** INSTRUCTIONS TO FOLLOW **
Verbatim copy without images: return all of the data as it stands.

(Image point grounding data)

────────────────────

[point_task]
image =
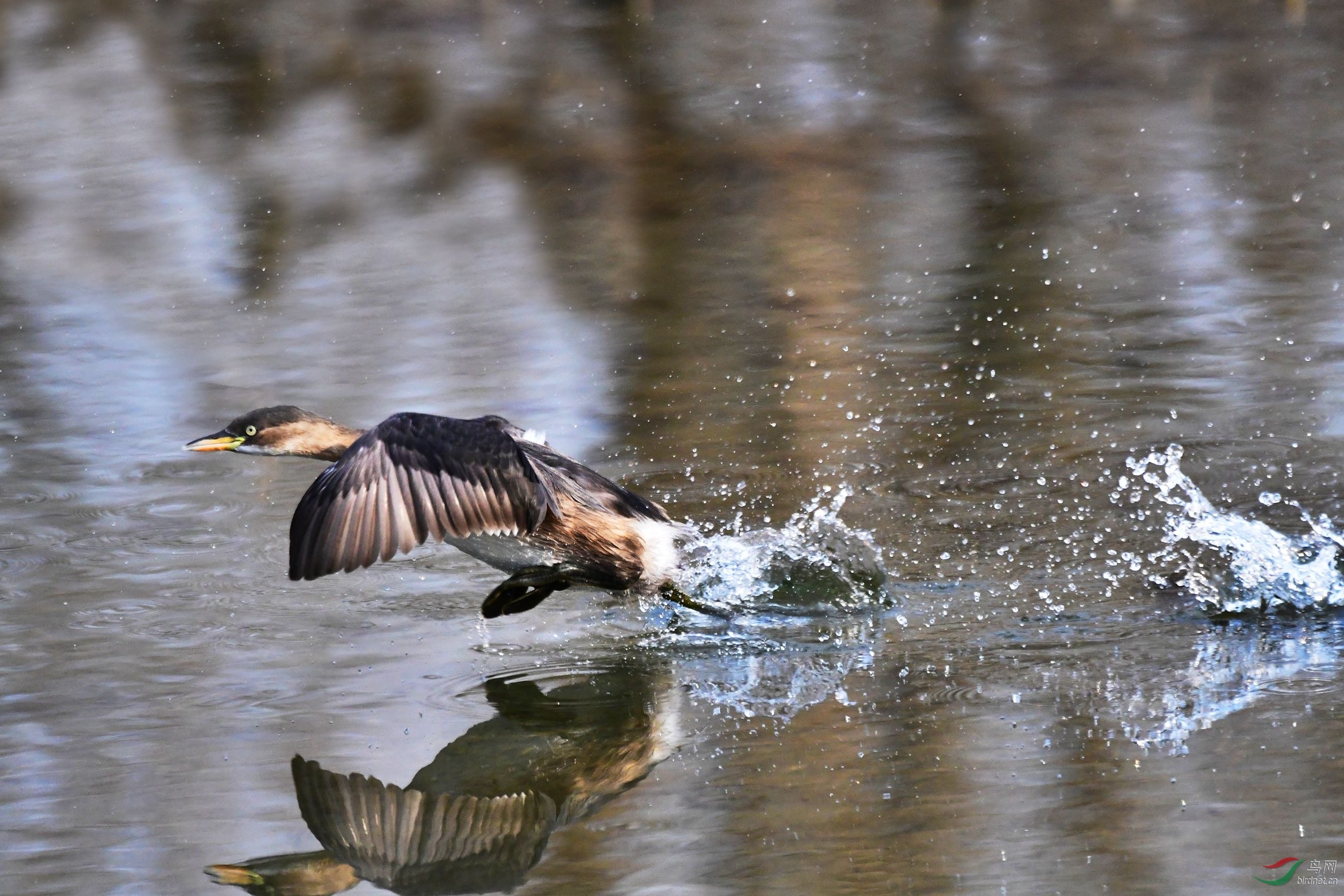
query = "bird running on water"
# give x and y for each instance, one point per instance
(483, 485)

────────────────────

** WRITTEN SOLUTION **
[point_task]
image =
query = "bird running on water"
# give x and y for each instance, one point per instance
(483, 485)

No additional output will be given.